Excerpted data START

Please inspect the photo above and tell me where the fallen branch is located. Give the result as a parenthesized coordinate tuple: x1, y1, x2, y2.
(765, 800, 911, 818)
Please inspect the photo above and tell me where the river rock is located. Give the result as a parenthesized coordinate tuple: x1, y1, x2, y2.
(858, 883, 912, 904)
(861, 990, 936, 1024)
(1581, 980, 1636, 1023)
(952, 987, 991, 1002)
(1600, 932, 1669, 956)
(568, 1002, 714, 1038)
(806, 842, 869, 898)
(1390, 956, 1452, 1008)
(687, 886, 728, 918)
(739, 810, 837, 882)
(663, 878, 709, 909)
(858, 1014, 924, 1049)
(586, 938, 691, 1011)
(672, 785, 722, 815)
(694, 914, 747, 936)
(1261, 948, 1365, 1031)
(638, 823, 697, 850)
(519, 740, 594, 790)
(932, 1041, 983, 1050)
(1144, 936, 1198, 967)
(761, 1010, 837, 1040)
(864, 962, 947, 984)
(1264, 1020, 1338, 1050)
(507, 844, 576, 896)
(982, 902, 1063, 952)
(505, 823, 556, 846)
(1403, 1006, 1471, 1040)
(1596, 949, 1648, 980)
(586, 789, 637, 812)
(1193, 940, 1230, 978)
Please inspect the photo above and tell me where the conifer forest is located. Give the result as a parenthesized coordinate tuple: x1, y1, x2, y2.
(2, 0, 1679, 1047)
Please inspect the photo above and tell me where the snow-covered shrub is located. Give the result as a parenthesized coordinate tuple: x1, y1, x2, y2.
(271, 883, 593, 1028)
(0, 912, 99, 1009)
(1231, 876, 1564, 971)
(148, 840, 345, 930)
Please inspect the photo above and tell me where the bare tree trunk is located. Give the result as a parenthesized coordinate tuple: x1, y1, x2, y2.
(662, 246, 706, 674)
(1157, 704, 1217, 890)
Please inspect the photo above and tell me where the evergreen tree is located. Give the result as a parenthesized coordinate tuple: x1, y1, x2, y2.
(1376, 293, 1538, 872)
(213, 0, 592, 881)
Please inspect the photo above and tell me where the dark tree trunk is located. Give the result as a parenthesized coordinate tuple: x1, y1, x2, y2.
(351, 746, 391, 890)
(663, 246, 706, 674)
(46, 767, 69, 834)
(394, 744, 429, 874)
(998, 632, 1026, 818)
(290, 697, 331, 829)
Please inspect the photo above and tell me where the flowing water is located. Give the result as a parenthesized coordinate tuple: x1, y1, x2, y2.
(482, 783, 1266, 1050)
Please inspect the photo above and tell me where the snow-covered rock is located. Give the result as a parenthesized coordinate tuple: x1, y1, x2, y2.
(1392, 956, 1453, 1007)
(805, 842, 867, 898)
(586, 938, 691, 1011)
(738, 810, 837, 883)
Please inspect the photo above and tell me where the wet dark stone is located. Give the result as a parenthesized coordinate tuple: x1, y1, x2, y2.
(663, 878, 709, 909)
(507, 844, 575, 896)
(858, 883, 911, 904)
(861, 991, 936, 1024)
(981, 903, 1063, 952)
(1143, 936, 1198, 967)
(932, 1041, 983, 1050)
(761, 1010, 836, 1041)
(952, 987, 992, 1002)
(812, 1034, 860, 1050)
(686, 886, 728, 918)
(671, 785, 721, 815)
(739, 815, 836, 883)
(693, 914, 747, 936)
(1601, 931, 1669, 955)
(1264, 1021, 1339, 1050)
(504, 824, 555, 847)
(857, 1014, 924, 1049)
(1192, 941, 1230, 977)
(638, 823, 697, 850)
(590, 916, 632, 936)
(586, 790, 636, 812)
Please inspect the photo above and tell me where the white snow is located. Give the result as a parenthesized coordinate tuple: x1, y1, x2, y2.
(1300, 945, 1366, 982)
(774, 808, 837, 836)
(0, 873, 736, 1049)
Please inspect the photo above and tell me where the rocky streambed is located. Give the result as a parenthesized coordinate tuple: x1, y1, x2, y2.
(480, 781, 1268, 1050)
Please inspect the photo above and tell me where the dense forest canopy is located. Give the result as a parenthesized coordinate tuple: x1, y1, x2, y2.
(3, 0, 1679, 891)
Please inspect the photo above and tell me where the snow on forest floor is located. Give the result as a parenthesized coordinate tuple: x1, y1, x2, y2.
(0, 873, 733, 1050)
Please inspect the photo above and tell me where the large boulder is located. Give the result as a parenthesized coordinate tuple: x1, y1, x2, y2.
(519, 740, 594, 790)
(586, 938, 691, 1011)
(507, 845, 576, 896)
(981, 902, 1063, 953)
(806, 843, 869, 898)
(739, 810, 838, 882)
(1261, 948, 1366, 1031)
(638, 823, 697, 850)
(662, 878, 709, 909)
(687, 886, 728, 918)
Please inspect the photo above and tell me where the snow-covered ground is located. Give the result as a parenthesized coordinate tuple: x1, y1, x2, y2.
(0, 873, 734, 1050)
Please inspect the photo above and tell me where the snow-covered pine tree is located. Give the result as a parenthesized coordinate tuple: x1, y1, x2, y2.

Excerpted data END

Write the records again exactly as they stand.

Please inspect the photo above and tell me where the fallen branch is located. Give the result as a parenthesized coordinate tuple: x1, y1, x2, y2.
(765, 800, 911, 818)
Please inspect the photo above and tell me where the river rock is located. Give the result as a parenthesized coordinate tuple: x1, y1, x2, y2.
(858, 883, 912, 904)
(861, 990, 936, 1024)
(1581, 980, 1636, 1023)
(952, 987, 991, 1002)
(1600, 932, 1669, 956)
(568, 1002, 714, 1038)
(806, 842, 869, 898)
(1390, 956, 1452, 1008)
(687, 886, 728, 918)
(739, 810, 837, 882)
(663, 878, 709, 909)
(858, 1014, 924, 1049)
(586, 938, 691, 1011)
(672, 785, 722, 815)
(694, 914, 747, 936)
(1261, 948, 1365, 1031)
(638, 823, 697, 850)
(519, 740, 594, 790)
(932, 1041, 983, 1050)
(1144, 936, 1198, 967)
(761, 1010, 837, 1040)
(864, 962, 947, 984)
(1264, 1020, 1338, 1050)
(507, 844, 576, 896)
(982, 902, 1063, 952)
(505, 823, 556, 846)
(1403, 1006, 1471, 1040)
(1596, 949, 1648, 980)
(586, 789, 637, 812)
(1193, 940, 1230, 978)
Please inspect the photo above and tell me where the conifer forest is located. Give the result as a parenthesized coordinate tuple: x1, y1, x2, y2.
(2, 0, 1679, 1047)
Please inspect the photo above and tell me where the snow-covered shrub is located. Give the result as a parenthesized coordinate tuple: x1, y1, x2, y2.
(271, 883, 593, 1028)
(0, 912, 99, 1009)
(1231, 876, 1564, 971)
(148, 840, 345, 930)
Please inspect the photo above and tell me where the bare tree trunk is located. Give the result as a parenthesized coordinate tuple: x1, y1, x2, y2.
(662, 246, 706, 674)
(1157, 704, 1217, 890)
Please inspect the photo above and tell me where the evergreen tree is located. Give the result as a parenthesized coordinate tuple: x1, y1, x2, y2.
(1376, 293, 1538, 872)
(213, 0, 592, 881)
Please inspect the photo above and tell me where the dark tree trunk is located. Give the result as a parenthesized coordinate tuple: x1, y1, x2, y2.
(351, 746, 391, 890)
(663, 246, 706, 674)
(46, 767, 69, 834)
(394, 744, 429, 874)
(998, 632, 1026, 818)
(290, 697, 331, 829)
Please inspect the photo above and tell me where the flowing water is located. Give the result as a parenthesized coordinate tuple: x1, y1, x2, y2.
(482, 783, 1266, 1050)
Please inspect the photo above and tell me where the snow-covered rock is located. Give the result as a parenthesized coordinate tuple: x1, y1, x2, y2.
(1392, 956, 1453, 1007)
(805, 842, 867, 898)
(586, 938, 691, 1011)
(738, 810, 837, 883)
Please inspect the photo above and tell me where the wet dark stone is located. Give the result as a parenthesized coordinate tuple: x1, y1, x2, y2.
(663, 878, 709, 909)
(507, 844, 575, 896)
(858, 883, 911, 904)
(861, 991, 936, 1024)
(981, 903, 1063, 952)
(1143, 936, 1198, 967)
(932, 1041, 983, 1050)
(761, 1010, 836, 1041)
(952, 987, 992, 1002)
(812, 1034, 860, 1050)
(686, 886, 728, 918)
(671, 785, 721, 815)
(739, 815, 836, 883)
(693, 914, 747, 936)
(1601, 931, 1669, 955)
(1264, 1021, 1339, 1050)
(504, 824, 555, 847)
(857, 1014, 924, 1049)
(1192, 941, 1230, 977)
(638, 823, 697, 850)
(590, 916, 632, 936)
(586, 790, 636, 812)
Please inspect the photo above and tell me where the white snow is located. Give the result as a parenthesized coordinate tuple: x1, y1, x2, y2.
(1300, 945, 1366, 982)
(774, 808, 837, 836)
(0, 873, 736, 1049)
Please inspect the photo above and tell me where the rocky streambed is located. Give the result as a parenthesized coordinate tuple: x1, y1, x2, y2.
(480, 781, 1268, 1050)
Please inspect the photo above and tell me where the dense forest canopy is located. Give the result as a parenthesized coordinate tuple: x1, y1, x2, y2.
(3, 0, 1679, 891)
Please inspect the photo above and tell me where the snow on forest floor is located. Give the result as a parenthesized coordinate tuple: x1, y1, x2, y2.
(0, 873, 733, 1050)
Please inspect the photo above and tell me where the large boulder is located. Give the result as a parenthesized coordinate tuple: x1, y1, x2, y2.
(519, 740, 594, 790)
(586, 938, 691, 1011)
(507, 845, 576, 896)
(981, 902, 1063, 953)
(806, 843, 869, 898)
(739, 810, 838, 882)
(1261, 948, 1366, 1031)
(638, 823, 697, 850)
(662, 878, 709, 909)
(687, 886, 728, 918)
Please inspect the photo above and tell me where the snow-covered ground is located. Give the result as a parenthesized coordinate tuple: x1, y1, x2, y2.
(0, 873, 734, 1050)
Please inspect the photo above and tell me where the snow-covered pine tree is located. Give the result as a parenthesized coordinate tuple: x1, y1, x2, y2.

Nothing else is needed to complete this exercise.